What this task involves => Lay out the records as a numbered list, from the line containing "Could you please indicate the glass" through the final line, both included. Leave out any blank lines.

- - -

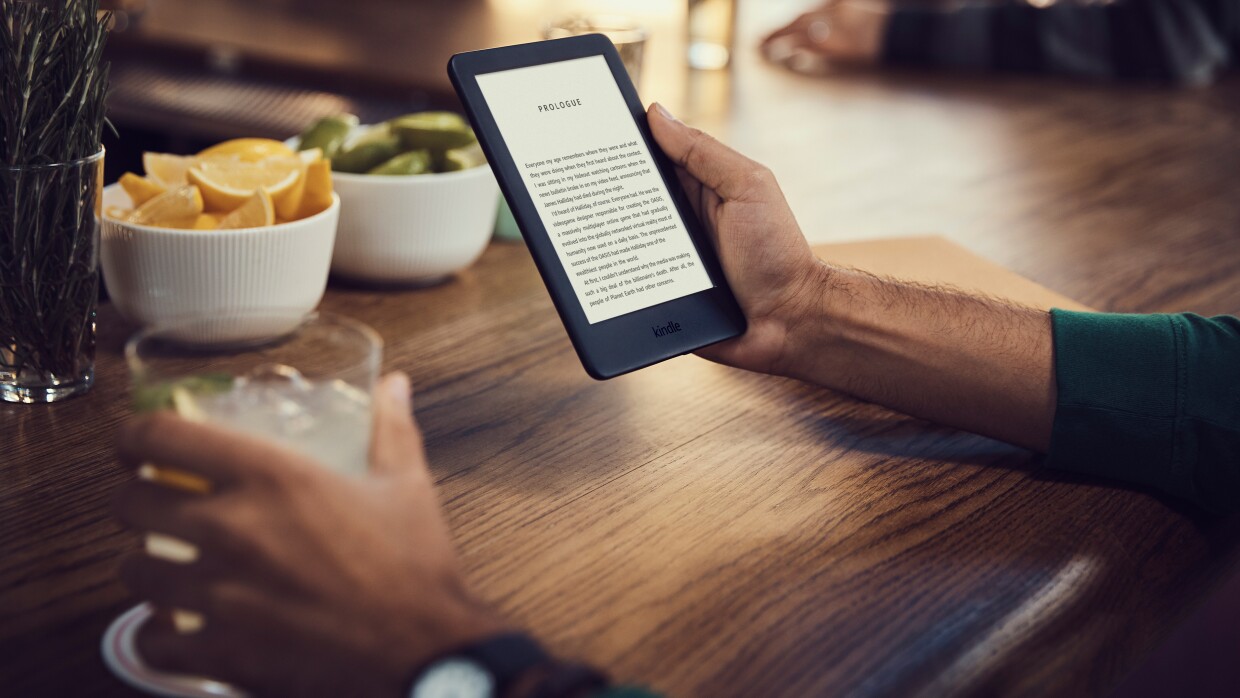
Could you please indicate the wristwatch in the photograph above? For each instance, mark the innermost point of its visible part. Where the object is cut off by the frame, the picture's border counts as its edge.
(484, 670)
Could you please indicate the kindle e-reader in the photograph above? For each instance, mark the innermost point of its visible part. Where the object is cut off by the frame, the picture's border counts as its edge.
(628, 265)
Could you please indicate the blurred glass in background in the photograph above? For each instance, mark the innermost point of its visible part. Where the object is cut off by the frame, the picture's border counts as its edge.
(712, 32)
(625, 34)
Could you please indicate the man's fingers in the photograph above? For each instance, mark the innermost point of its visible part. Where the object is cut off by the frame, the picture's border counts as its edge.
(148, 506)
(794, 27)
(396, 445)
(163, 647)
(221, 456)
(166, 584)
(728, 172)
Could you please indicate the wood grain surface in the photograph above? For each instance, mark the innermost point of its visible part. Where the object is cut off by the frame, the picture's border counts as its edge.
(712, 532)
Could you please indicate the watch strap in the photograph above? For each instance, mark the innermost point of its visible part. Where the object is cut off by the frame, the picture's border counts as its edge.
(505, 656)
(569, 681)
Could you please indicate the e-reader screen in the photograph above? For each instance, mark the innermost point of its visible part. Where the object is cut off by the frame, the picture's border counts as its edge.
(594, 184)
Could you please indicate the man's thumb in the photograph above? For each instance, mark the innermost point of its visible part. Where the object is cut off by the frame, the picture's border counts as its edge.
(396, 441)
(712, 163)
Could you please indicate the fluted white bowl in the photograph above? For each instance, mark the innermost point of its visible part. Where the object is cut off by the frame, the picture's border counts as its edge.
(160, 275)
(413, 228)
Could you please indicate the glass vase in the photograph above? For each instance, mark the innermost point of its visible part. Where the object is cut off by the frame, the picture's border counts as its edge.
(48, 278)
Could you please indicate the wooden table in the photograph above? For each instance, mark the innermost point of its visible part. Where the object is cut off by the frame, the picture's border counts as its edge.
(713, 532)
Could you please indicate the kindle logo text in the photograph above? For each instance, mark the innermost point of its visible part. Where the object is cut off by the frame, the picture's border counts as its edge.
(664, 330)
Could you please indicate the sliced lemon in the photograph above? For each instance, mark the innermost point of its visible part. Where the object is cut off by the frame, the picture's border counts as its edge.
(170, 208)
(316, 196)
(168, 170)
(249, 149)
(256, 212)
(139, 189)
(206, 222)
(288, 203)
(227, 185)
(117, 212)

- - -

Output =>
1. Could you please indicate the glass vase in the photograph above? For each instance, mark the innermost point of its visible part. Where the object is cut off by the frame, the picture's border counts as its edge.
2. (48, 278)
3. Could you please indicate the wooden table in the photograph above? For each instance, mark the innermost point of its visible part. Where the object is cut off by the frame, the picture's border counts as its edge.
4. (713, 532)
5. Could you please indicate the kindle logo text in the photograph above? For each instance, mark the innermost point of its visible part. Where the object is cut off by the frame, the picture's border counts as its edge.
6. (664, 330)
7. Could you please indicate the sliced lemon in the photograph above? For each instance, mark the innermost point of its visible part. Where the object is cut off by the frame, the picture's border counts as its edge.
8. (170, 208)
9. (316, 196)
10. (168, 170)
11. (249, 149)
12. (256, 212)
13. (139, 189)
14. (206, 222)
15. (288, 203)
16. (227, 185)
17. (117, 212)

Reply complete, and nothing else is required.